*** Opening Given passage ***
But can we afford to abandon our God? Can we afford to ignore our dialogic tradition, our composite culture and our plurality that celebrates difference? More than ever before, it is now that we need to re-visit our Bhakti poets, revive interest in the Sufi tradition and look for other similar paths that reinforce our faith in both God and Man. This is where the ‘management,’ not the ‘solution’ of our crises lies, and this is where the ultimate redemption of our divided culture also lies. Let me now remind you of that composite culture, that dialogic tradition, of which we are the true inheritors, the inheritance that we have somehow lost in our times, because of which we, too, often feel, lost as a generation. Jalaluddin Rumi, a great Sufi saint says, “Try and be a sheet of paper with nothing on it./Be a spot of ground where nothing is growing,/Where something might be planted,/A seed, possibly from the Absolute.” Why go far, we have our own version of Sufism, available in Punjabi language and culture. At this point, I’m thinking of Baba Farid, who says: “O Farida! Why do you wander through the dark forests/Pushed back by the thorns, pricking your tender toes/Why don’t you return to the silent corners of your heart/Where your Sain resides, unbidden, waiting to greet you.” Of course, not to forget Baba Bulleh who says: “I am emancipated, emancipated I am,/I am no prisoner of being born a Syed,/All the fourteen heavens are my territory,/I am slave to none./Only they shout loud while calling others to prayer/Whose hearts are not pure./Those who go to Mecca on pilgrimage/Have little else to occupy them here.”
*** Closing Given passage ***
*** Opening Supplied data ***
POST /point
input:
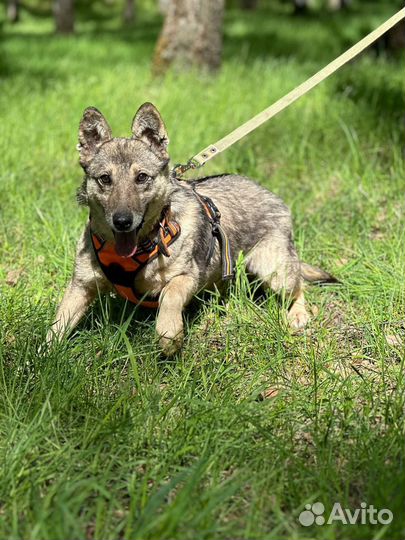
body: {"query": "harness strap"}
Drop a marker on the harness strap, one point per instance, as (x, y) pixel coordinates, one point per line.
(214, 217)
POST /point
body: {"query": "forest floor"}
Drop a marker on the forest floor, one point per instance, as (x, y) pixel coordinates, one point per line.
(230, 439)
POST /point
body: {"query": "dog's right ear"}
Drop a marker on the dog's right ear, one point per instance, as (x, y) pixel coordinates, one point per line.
(93, 132)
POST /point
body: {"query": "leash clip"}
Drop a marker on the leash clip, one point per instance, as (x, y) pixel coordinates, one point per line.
(179, 169)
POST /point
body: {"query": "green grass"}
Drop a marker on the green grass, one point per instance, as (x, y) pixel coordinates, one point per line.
(103, 438)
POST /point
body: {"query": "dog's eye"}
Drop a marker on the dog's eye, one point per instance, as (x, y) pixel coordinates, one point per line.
(142, 178)
(104, 180)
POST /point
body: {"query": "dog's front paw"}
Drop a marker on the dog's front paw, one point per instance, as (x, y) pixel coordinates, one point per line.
(298, 317)
(171, 335)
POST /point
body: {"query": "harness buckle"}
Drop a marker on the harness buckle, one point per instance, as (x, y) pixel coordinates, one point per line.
(179, 169)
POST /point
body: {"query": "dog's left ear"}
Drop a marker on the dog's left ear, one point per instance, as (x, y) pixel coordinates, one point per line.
(93, 132)
(148, 126)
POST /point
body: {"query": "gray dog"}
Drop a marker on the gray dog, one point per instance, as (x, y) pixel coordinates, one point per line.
(157, 240)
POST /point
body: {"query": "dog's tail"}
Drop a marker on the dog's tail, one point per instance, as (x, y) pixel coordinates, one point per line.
(313, 274)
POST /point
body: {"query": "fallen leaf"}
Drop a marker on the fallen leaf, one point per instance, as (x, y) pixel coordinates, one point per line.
(13, 277)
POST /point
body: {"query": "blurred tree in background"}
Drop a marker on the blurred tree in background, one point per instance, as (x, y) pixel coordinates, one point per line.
(129, 12)
(13, 12)
(64, 16)
(191, 35)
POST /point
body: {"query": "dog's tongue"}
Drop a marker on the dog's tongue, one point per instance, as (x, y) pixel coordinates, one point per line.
(125, 243)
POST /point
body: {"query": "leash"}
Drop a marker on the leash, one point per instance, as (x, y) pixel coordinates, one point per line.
(213, 150)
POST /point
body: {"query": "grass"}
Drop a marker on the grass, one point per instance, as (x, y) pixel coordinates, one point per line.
(102, 438)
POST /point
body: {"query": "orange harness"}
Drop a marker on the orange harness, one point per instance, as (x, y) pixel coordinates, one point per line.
(121, 271)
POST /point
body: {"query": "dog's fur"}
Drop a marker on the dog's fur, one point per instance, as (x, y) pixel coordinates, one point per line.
(256, 221)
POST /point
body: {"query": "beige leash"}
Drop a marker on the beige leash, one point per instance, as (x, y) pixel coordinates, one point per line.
(214, 149)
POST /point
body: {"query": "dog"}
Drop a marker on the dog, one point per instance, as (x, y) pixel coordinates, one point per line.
(158, 240)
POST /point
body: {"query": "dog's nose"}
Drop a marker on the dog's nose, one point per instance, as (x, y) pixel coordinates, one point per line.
(122, 221)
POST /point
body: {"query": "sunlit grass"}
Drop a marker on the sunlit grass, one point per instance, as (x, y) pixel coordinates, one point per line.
(103, 438)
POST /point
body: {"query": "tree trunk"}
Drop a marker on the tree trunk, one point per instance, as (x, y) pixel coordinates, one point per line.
(13, 12)
(249, 4)
(300, 6)
(129, 12)
(64, 16)
(164, 6)
(191, 35)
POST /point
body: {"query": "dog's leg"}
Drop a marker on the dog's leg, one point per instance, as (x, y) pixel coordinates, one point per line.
(87, 281)
(173, 299)
(76, 300)
(275, 262)
(298, 316)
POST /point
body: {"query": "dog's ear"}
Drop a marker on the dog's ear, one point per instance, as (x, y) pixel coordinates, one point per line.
(93, 132)
(148, 126)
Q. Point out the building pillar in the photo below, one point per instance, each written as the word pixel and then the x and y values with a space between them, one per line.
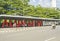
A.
pixel 5 23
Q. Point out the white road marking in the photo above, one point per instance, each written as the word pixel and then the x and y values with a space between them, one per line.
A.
pixel 50 39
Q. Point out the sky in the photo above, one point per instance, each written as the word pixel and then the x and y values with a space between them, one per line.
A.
pixel 44 3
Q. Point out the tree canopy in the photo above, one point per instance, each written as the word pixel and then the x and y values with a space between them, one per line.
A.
pixel 22 7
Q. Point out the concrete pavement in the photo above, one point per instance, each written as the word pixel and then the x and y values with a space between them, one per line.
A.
pixel 33 34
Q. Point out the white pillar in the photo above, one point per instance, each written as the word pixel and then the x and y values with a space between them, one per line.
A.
pixel 53 3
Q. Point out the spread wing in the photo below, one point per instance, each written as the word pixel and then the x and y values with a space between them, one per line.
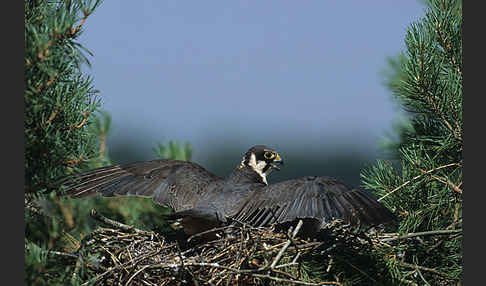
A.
pixel 173 183
pixel 320 199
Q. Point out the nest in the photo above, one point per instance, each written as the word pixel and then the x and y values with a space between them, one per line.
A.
pixel 243 255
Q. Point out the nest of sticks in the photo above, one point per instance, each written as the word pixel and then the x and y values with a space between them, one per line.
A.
pixel 243 255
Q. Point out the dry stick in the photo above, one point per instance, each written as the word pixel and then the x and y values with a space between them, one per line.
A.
pixel 417 177
pixel 116 224
pixel 435 232
pixel 287 244
pixel 296 281
pixel 113 269
pixel 209 231
pixel 408 265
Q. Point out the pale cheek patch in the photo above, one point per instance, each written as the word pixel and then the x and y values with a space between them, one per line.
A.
pixel 258 167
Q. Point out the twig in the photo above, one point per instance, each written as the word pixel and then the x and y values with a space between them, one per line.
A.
pixel 209 231
pixel 417 177
pixel 295 281
pixel 413 266
pixel 425 233
pixel 85 117
pixel 287 244
pixel 116 224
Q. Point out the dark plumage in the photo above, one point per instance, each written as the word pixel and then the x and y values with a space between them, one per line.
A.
pixel 203 200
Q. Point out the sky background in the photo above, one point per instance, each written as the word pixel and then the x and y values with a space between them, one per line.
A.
pixel 303 77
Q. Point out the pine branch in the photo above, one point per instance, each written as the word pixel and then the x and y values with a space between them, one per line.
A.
pixel 418 177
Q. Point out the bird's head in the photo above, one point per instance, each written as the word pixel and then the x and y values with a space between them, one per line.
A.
pixel 262 160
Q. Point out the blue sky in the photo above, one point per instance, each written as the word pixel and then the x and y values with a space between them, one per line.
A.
pixel 290 74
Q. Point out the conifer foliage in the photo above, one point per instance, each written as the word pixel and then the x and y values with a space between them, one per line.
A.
pixel 425 186
pixel 60 102
pixel 59 99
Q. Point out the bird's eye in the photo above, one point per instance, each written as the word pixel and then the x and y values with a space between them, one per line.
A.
pixel 269 155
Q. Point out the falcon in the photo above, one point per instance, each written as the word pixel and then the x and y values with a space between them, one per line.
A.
pixel 202 200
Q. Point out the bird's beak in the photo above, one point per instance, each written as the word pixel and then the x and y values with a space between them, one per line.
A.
pixel 278 160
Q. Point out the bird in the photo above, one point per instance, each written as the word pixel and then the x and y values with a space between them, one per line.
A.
pixel 201 200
*** Closing Supplied data ***
◆ **Exercises**
(1) List the names of everyone whose words the passage on composite culture quotes.
(2) Continue the passage on composite culture, picking up after its last sentence.

◆ **Task-by-task answers**
(1) Jalaluddin Rumi, Baba Farid, Baba Bulleh

(2)
Let us bring back this humanism, which is already in our blood, and in our culture; not some borrowed, alien notion that has no connection either with our life or our literature. Once that happens, we would have taken care not only of our class rooms but of our society as well. It is the return of this kind of ‘humanism’ that can help us rediscover ourselves as human beings, negotiate the multiple crises we are facing today, or pave the way for our emancipation, at both the individual and the collective levels. Thank you!